■ **Records shown**
%%
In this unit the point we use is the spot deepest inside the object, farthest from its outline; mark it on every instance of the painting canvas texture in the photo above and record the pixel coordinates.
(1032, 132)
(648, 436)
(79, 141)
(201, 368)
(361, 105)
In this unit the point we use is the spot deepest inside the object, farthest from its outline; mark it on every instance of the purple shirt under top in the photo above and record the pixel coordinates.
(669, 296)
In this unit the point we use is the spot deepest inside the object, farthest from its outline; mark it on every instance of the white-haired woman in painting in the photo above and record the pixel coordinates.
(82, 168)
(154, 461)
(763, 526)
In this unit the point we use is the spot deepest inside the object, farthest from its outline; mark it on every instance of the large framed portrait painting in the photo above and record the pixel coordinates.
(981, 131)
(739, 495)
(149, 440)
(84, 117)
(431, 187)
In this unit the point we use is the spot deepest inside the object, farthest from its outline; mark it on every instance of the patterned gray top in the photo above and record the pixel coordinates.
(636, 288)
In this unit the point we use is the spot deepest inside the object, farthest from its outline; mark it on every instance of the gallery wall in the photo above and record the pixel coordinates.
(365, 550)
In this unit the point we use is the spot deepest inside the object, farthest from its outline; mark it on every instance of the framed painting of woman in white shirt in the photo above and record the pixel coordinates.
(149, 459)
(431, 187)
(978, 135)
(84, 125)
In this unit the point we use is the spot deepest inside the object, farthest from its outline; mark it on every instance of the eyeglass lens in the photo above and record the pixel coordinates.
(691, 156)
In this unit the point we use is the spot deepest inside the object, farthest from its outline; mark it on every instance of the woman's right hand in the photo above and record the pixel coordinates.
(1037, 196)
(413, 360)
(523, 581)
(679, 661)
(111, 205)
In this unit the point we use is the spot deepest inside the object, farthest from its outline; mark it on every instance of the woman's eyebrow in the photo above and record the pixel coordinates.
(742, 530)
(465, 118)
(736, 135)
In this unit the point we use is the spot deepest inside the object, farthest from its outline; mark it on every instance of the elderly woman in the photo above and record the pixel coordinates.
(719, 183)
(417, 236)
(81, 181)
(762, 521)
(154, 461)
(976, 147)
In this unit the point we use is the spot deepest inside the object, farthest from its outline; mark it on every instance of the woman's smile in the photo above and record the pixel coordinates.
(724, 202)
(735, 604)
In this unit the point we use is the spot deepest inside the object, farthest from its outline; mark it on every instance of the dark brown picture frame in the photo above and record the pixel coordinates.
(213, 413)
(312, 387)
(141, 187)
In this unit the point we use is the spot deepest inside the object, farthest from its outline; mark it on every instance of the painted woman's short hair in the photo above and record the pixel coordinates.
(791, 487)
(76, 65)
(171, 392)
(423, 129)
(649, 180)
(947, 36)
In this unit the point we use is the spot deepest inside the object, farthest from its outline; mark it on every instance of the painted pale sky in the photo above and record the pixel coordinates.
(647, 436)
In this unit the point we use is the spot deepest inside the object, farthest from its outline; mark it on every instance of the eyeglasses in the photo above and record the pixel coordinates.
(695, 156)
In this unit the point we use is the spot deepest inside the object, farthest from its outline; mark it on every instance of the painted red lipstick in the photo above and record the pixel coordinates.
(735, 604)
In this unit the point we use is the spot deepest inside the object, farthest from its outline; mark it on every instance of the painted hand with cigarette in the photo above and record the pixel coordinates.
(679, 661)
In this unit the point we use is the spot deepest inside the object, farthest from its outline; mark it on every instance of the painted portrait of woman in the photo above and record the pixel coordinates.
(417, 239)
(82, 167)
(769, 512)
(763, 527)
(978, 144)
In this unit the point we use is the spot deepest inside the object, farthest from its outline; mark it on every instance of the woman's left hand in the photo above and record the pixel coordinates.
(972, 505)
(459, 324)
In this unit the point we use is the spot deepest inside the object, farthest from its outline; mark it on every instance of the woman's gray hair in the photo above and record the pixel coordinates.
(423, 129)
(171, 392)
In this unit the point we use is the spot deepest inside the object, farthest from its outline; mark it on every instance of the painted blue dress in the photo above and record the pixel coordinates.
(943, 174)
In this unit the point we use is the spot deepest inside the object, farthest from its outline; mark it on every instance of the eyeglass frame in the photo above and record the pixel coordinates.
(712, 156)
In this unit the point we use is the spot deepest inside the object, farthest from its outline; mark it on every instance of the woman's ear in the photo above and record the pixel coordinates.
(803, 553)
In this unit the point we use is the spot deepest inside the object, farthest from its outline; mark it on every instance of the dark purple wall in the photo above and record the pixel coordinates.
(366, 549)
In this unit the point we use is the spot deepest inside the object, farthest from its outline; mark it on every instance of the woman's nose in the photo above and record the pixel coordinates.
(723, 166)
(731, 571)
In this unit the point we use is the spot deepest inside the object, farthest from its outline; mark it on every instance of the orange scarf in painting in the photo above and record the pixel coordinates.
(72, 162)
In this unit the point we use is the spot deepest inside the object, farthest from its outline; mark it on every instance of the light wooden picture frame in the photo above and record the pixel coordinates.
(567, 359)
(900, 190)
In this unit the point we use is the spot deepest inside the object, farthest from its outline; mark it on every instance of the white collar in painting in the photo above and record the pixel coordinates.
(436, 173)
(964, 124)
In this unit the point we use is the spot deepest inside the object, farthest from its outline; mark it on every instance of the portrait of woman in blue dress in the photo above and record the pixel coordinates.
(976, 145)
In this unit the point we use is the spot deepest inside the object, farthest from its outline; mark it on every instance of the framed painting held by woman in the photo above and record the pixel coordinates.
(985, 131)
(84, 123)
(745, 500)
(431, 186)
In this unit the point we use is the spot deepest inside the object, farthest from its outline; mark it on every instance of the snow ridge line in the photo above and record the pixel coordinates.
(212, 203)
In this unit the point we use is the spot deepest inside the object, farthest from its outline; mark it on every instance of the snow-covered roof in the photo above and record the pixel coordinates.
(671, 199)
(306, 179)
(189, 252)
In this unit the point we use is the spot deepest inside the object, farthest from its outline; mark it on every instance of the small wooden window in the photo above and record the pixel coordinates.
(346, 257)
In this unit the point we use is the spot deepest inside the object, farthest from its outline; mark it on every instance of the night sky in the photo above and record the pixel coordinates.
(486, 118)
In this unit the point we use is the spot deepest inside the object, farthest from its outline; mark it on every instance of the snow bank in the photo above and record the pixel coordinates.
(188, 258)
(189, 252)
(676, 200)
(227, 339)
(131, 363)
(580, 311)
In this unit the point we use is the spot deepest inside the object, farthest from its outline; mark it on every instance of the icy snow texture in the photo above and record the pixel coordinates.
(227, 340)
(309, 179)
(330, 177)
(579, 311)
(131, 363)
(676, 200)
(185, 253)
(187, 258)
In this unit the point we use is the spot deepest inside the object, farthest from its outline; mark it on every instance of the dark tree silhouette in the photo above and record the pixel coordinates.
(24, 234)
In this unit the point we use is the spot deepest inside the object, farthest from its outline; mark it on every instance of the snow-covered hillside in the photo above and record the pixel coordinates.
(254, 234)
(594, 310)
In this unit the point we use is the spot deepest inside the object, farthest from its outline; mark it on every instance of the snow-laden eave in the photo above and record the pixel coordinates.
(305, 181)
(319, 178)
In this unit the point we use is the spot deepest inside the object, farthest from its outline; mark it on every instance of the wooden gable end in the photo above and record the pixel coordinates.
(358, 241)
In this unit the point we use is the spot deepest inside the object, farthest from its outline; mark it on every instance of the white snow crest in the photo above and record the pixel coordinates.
%%
■ **Task objective**
Would you output the material above once more, exactly as given?

■ **Answer for the task**
In this unit the point we use is the spot deepest inside the object, farthest from its outline; mark it on every instance of the painting canvas texture in the photo above and record the pixel coordinates.
(1032, 132)
(648, 436)
(79, 141)
(201, 368)
(361, 105)
In this unit the point we use is the spot deepest inside the object, farthest from its outline; mark it on every instance of the purple shirt under top in the photo above and record the pixel coordinates.
(669, 296)
In this unit the point we use is the spot deepest inside the object, farthest from its outline; mark it on every instance of the white-haired woman in painting in the photo above and record the pixel coordinates.
(82, 168)
(154, 461)
(763, 526)
In this unit the point we use is the spot deepest inside the object, farthest from its outline; mark it on every instance of the large framed portrait painting in the photo above and record the pixel coordinates.
(981, 131)
(739, 495)
(149, 440)
(84, 117)
(431, 187)
In this unit the point we use is the spot deepest inside the object, farthest from its outline; mark it on every instance of the patterned gray top in the photo above and record the pixel coordinates.
(636, 288)
In this unit the point we use is the spot deepest inside the object, farthest from its outline; mark it on every instance of the gallery wall in the photo above and record the pixel coordinates.
(365, 550)
In this unit the point we use is the spot deepest inside the object, farthest from its outline; mark it on every instance of the framed painting of woman in white shirt in the photo above and record the pixel coordinates.
(149, 459)
(431, 187)
(978, 135)
(84, 125)
In this unit the point we use is the spot deepest inside the object, farthest from its outline; mark it on every instance of the eyeglass lens in the photo above and record the pixel coordinates.
(691, 156)
In this unit the point we use is the spot deepest inside the object, farthest from its outline; mark it on every instance of the woman's right hand in the photo above and record the pixel coordinates.
(1037, 196)
(413, 360)
(523, 581)
(679, 661)
(111, 205)
In this unit the point we use is the spot deepest inside the object, farthest from its outline; mark it on every instance of the woman's eyebrow in the photo above and record the pixel coordinates.
(742, 530)
(465, 118)
(736, 135)
In this unit the point we use is the spot deepest inside the object, farthest from its outline; mark it on every instance of the elderly woman in the photo above and record the pixel coordinates.
(719, 183)
(417, 236)
(81, 181)
(762, 521)
(154, 461)
(976, 147)
In this unit the point we use is the spot deepest inside the object, farthest from its outline; mark it on every instance of the woman's smile in the photo above and record the pixel coordinates.
(724, 202)
(735, 604)
In this unit the point we use is the spot deepest inside the object, farthest from its outline; mark it on every instance of the dark brown picture frame in the photo above and record the pixel coordinates.
(213, 413)
(312, 387)
(141, 187)
In this unit the point we use is the spot deepest inside the object, farthest from its outline; mark it on every instance of the painted woman's short hair in the photo above and record the pixel coordinates.
(791, 487)
(76, 65)
(171, 392)
(423, 129)
(649, 180)
(947, 36)
In this unit the point we use is the spot deepest inside the object, farthest from its outline; mark it on every instance of the painted pale sky in the photo above and record the pixel coordinates.
(647, 436)
In this unit the point we use is the spot deepest inside the object, farthest from its outline; mark it on every instance of the eyeglasses in the photo above and record the pixel coordinates.
(695, 156)
In this unit the point we use is the spot deepest inside the object, farthest from its outline; mark it on every instance of the painted red lipstick in the photo above and record the pixel coordinates.
(735, 604)
In this unit the point we use is the spot deepest inside the object, farthest from its outline; mark it on every instance of the painted hand with cigarette in the photo above and record the pixel coordinates.
(679, 661)
In this unit the point we use is the spot deepest inside the object, farthest from its outline; mark it on every instance of the painted portrait of woman in the photo above and record the pixel coordinates.
(417, 239)
(82, 167)
(769, 512)
(763, 527)
(978, 144)
In this unit the point we use is the spot deepest inside the object, farthest from its outline; mark it on every instance of the woman's left hand in the photo above and record the pixel coordinates.
(972, 505)
(459, 324)
In this unit the point we use is the spot deepest inside the object, farthest from its outline; mark it on every instance of the woman's gray hair in the photo above and record the pixel coordinates.
(423, 129)
(171, 392)
In this unit the point we use is the spot deepest inside the object, farthest from its outline; mark it on every instance of the painted blue dress in the photo above and record the pixel coordinates.
(943, 174)
In this unit the point we use is the spot deepest inside the object, farthest from its outline; mark it on every instance of the eyeglass frame in the photo above and record the pixel coordinates.
(712, 156)
In this unit the point we use is the spot deepest inside the object, farthest from its outline; mark it on every instance of the woman's ear in the photo above and record the pixel coordinates.
(803, 553)
In this unit the point we use is the spot deepest inside the object, farthest from its outline; mark it on every instance of the dark purple wall in the photo above and record the pixel coordinates.
(366, 549)
In this unit the point we use is the spot deepest inside the object, farthest from its outline; mark it on every instance of the woman's nose in the photo above and record the pixel coordinates.
(723, 166)
(731, 571)
In this unit the point we use is the spot deepest inside the object, farthest from its outline; mark it on every instance of the orange scarf in painting in the photo above and record the pixel coordinates.
(72, 162)
In this unit the point we use is the spot deepest inside the object, farthest from its outline; mark it on every instance of the light wooden picture frame in the photo above and record the pixel coordinates.
(567, 359)
(900, 190)
In this unit the point we use is the spot deepest inside the object, farthest from its outline; mark it on every instance of the white collar in painting in the photo above and record the pixel coordinates.
(436, 173)
(964, 124)
In this unit the point we use is the spot deepest inside the object, farthest from its outline; mark it on every instance of the portrait of woman in blue dress in the photo above and record the pixel coordinates.
(976, 145)
In this unit the point we use is the spot deepest inside the object, farthest from its outline; mark it on every instance of the framed painting held by woman in the photo above and record the pixel coordinates.
(985, 131)
(84, 123)
(745, 500)
(431, 186)
In this unit the point we use is the spot deepest inside the object, farthest from its outline; mark it on every instance of the snow ridge line in the photo above and record the pixel coordinates.
(212, 203)
In this unit the point we use is the spot deepest inside the object, farthest from its outline; mark it on every instance of the snow-covered roof in the photo above and record the pixel coordinates.
(671, 199)
(306, 179)
(189, 252)
In this unit the point we use is the spot deepest inside the object, farthest from its outline; mark it on every instance of the small wooden window in the photo above and record the pixel coordinates.
(346, 257)
In this unit the point we use is the spot deepest inside the object, farthest from its outline; mark it on every instance of the night sky in the photo above and record the pixel coordinates.
(486, 118)
In this unit the point we use is the spot deepest inside the object, farthest from its outline; mark it on every instance of the snow bank in the photo above and record the pixel coordinates.
(188, 258)
(189, 252)
(676, 200)
(227, 339)
(131, 363)
(580, 311)
In this unit the point we use is the spot deepest inside the object, farthest from its outline; mark it on every instance of the icy snow texture in the photo above and record the pixel coordinates.
(227, 340)
(309, 179)
(330, 177)
(579, 311)
(131, 363)
(676, 200)
(185, 253)
(187, 258)
In this unit the point we use is the spot deepest inside the object, farthest from its outline; mark it on every instance of the dark tree silhouette in the photo above and record the pixel coordinates.
(24, 234)
In this unit the point we use is the spot deepest inside the object, farthest from its outline; mark it on every instance of the snow-covered hillside in the photo above and record the pixel coordinates.
(254, 234)
(594, 310)
In this unit the point we use is the spot deepest inside the object, farthest from its outline; mark it on every instance of the snow-laden eave in the photo above and record the pixel coordinates.
(305, 181)
(319, 178)
In this unit the point we use is the spot deepest inside the object, farthest from its outline; mark it on every instance of the wooden gable end in the photo above and record the pixel coordinates.
(358, 241)
In this unit the point we use is the spot deepest inside the object, farthest from its outline; mark it on every instance of the white snow crest in the photo above and record the pixel coordinates.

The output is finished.